§ Recorded data:
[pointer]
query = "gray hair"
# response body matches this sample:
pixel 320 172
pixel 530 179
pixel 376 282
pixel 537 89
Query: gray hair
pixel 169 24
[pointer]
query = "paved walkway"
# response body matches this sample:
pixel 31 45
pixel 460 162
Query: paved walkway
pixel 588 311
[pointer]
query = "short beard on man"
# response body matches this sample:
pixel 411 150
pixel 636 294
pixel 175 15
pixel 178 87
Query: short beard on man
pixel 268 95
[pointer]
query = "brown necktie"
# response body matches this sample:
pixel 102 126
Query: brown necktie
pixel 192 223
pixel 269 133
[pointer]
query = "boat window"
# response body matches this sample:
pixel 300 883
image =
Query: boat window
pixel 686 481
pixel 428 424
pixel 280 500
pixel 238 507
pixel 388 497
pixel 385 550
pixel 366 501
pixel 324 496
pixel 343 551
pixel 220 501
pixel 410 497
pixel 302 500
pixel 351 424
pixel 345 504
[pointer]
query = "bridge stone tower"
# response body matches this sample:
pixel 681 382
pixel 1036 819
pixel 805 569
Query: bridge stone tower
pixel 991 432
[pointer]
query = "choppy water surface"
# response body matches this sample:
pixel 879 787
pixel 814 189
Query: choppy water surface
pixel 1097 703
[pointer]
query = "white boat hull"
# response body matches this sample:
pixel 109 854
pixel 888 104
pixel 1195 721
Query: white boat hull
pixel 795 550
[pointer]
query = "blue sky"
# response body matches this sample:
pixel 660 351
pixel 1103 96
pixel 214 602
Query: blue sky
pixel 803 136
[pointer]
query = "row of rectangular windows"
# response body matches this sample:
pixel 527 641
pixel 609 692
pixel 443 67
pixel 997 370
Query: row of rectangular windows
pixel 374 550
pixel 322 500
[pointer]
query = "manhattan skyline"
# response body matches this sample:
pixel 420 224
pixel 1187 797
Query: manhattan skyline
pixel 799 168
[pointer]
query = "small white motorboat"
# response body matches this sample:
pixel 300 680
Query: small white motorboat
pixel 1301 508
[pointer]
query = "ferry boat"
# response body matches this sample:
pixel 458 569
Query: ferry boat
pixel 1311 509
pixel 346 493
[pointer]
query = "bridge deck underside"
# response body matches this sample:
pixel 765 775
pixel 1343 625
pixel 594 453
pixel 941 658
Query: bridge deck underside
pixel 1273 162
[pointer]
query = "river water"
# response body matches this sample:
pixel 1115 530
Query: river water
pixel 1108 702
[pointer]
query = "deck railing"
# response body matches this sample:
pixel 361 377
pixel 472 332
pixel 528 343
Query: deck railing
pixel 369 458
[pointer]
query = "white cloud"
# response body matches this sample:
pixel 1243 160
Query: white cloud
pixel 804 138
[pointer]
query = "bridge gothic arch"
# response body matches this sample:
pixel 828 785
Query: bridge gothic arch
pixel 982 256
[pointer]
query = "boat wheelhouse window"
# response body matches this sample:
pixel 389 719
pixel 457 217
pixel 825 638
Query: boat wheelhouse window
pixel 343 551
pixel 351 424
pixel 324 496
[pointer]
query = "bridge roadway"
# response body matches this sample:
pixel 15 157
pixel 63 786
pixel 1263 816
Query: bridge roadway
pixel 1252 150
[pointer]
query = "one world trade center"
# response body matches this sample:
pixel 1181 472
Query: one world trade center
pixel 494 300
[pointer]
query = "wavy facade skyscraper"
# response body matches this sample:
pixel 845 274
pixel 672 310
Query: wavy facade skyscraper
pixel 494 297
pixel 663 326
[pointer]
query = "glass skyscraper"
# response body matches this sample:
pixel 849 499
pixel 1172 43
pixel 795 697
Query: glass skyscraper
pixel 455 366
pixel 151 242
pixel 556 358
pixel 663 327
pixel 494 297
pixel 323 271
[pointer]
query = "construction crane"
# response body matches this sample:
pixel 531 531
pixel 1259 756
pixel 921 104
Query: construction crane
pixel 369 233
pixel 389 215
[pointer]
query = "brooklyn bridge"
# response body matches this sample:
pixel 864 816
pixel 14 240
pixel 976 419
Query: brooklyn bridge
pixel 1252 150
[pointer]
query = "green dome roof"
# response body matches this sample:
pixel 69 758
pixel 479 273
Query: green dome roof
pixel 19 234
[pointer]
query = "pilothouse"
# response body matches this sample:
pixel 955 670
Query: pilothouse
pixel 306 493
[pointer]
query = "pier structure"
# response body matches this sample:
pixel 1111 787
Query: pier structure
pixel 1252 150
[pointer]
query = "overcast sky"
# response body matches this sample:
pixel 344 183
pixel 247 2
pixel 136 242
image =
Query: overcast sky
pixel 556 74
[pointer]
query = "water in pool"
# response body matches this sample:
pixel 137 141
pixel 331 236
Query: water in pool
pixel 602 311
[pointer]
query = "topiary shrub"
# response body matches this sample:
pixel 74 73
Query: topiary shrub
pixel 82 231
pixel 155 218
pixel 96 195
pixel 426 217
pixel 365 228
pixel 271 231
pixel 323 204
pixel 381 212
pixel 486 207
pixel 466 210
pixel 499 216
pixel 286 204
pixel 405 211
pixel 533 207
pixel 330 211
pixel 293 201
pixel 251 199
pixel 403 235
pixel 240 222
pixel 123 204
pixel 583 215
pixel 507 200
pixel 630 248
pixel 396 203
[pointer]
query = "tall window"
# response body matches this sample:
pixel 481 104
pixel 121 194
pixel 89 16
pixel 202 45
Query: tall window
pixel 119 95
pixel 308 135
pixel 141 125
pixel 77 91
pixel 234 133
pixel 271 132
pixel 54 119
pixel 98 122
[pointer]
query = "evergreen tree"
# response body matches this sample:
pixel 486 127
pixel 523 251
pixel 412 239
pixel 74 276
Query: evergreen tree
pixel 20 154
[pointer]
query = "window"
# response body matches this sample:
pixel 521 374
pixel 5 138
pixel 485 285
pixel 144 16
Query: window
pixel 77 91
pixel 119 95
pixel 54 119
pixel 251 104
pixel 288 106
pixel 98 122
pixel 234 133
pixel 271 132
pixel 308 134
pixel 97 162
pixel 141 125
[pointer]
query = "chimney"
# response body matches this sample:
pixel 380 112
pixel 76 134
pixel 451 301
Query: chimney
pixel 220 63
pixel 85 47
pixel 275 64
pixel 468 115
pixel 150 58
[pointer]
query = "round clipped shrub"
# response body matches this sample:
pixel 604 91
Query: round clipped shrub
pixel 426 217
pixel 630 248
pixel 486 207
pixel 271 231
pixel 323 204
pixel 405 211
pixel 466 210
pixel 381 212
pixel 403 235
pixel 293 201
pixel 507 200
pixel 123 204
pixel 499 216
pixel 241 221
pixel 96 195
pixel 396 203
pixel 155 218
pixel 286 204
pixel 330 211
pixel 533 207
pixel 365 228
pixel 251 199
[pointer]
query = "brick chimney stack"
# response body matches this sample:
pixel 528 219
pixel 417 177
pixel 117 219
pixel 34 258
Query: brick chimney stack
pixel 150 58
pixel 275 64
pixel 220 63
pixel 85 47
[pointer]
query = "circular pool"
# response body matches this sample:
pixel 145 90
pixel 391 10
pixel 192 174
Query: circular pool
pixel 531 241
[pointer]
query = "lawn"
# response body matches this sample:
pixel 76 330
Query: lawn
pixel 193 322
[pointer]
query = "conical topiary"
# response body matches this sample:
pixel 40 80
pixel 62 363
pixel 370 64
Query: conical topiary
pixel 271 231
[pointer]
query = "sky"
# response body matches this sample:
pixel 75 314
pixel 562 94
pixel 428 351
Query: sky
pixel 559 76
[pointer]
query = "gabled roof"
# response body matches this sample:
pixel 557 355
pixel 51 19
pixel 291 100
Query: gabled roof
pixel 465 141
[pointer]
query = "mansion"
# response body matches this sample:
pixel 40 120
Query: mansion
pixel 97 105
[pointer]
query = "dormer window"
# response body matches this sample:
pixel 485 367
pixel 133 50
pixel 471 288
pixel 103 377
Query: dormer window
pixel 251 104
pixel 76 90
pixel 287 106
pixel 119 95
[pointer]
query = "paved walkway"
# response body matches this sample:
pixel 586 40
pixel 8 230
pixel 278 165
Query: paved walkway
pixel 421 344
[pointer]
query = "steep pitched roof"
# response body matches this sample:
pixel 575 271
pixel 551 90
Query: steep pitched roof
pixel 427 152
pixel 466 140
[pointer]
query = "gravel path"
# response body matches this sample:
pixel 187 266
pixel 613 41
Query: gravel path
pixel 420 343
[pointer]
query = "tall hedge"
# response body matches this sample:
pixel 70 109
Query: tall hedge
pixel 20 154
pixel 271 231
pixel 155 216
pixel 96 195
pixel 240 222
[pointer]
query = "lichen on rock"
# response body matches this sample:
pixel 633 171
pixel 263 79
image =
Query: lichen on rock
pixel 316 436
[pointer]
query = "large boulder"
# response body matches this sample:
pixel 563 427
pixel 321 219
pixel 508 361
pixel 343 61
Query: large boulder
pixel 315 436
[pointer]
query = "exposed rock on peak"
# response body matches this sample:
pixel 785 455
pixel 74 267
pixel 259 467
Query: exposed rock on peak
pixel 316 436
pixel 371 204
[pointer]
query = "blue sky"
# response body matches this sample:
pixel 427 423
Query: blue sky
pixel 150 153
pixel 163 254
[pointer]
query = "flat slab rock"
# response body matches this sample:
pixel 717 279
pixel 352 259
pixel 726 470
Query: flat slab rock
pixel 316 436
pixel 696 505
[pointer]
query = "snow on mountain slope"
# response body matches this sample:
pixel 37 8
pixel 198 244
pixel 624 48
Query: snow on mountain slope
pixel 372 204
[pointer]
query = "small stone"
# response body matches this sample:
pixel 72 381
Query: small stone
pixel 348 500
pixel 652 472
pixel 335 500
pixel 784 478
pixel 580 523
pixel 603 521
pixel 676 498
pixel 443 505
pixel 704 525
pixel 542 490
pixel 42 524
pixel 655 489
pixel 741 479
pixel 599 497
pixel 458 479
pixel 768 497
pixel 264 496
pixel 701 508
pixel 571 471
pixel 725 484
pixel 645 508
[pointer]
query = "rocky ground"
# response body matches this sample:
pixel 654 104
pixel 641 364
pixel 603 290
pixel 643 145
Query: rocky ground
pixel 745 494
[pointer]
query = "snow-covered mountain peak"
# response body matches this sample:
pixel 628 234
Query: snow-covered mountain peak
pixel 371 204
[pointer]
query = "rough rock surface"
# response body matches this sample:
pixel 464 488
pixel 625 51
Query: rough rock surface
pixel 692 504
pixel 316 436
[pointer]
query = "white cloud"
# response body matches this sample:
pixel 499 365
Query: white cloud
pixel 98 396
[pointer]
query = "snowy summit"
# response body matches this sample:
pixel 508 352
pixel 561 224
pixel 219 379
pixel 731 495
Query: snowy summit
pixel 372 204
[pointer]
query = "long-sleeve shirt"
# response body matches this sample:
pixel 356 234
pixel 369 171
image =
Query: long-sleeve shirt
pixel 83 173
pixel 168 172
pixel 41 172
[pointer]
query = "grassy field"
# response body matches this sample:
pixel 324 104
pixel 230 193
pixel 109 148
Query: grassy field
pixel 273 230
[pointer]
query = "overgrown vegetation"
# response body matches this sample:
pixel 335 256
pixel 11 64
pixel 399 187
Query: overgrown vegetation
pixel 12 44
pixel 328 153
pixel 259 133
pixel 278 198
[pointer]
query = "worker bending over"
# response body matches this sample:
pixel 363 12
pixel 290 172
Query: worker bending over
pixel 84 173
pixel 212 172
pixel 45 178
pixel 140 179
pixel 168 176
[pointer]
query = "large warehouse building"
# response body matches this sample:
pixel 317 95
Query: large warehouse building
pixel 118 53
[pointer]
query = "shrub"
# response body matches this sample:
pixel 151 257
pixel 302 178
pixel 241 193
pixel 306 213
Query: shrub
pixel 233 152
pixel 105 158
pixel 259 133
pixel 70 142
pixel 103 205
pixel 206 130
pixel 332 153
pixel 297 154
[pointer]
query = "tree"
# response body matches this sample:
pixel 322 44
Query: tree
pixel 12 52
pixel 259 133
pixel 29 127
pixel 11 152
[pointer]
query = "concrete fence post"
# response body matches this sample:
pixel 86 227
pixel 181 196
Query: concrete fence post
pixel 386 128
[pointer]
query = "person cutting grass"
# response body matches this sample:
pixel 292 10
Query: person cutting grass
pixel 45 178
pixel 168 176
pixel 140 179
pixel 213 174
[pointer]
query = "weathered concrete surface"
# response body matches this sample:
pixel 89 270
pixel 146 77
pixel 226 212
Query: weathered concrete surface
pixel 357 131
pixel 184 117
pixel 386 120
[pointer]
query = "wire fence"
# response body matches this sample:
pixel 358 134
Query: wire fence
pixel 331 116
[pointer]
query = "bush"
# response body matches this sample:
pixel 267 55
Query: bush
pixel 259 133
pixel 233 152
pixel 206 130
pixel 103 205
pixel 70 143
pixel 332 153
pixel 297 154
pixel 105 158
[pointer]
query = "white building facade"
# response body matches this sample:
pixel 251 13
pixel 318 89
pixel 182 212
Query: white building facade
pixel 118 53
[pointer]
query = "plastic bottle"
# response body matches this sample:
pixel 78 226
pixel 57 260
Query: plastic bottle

§ Goal:
Update the records, starting at the first line and ending at the line containing "pixel 269 133", by replacing "brown necktie" with "maroon necktie" and leaving everything else unchanged.

§ Response to the task:
[pointer]
query = "gray hair"
# response body matches this sample:
pixel 320 172
pixel 530 179
pixel 376 282
pixel 537 89
Query: gray hair
pixel 169 24
[pointer]
query = "paved walkway"
# response body matches this sample:
pixel 31 45
pixel 460 162
Query: paved walkway
pixel 588 311
[pointer]
query = "short beard on man"
# response body matches this sample:
pixel 411 150
pixel 636 294
pixel 175 15
pixel 178 87
Query: short beard on man
pixel 268 95
[pointer]
query = "maroon necktie"
# response body matches this sample:
pixel 102 126
Query: maroon necktie
pixel 192 223
pixel 269 133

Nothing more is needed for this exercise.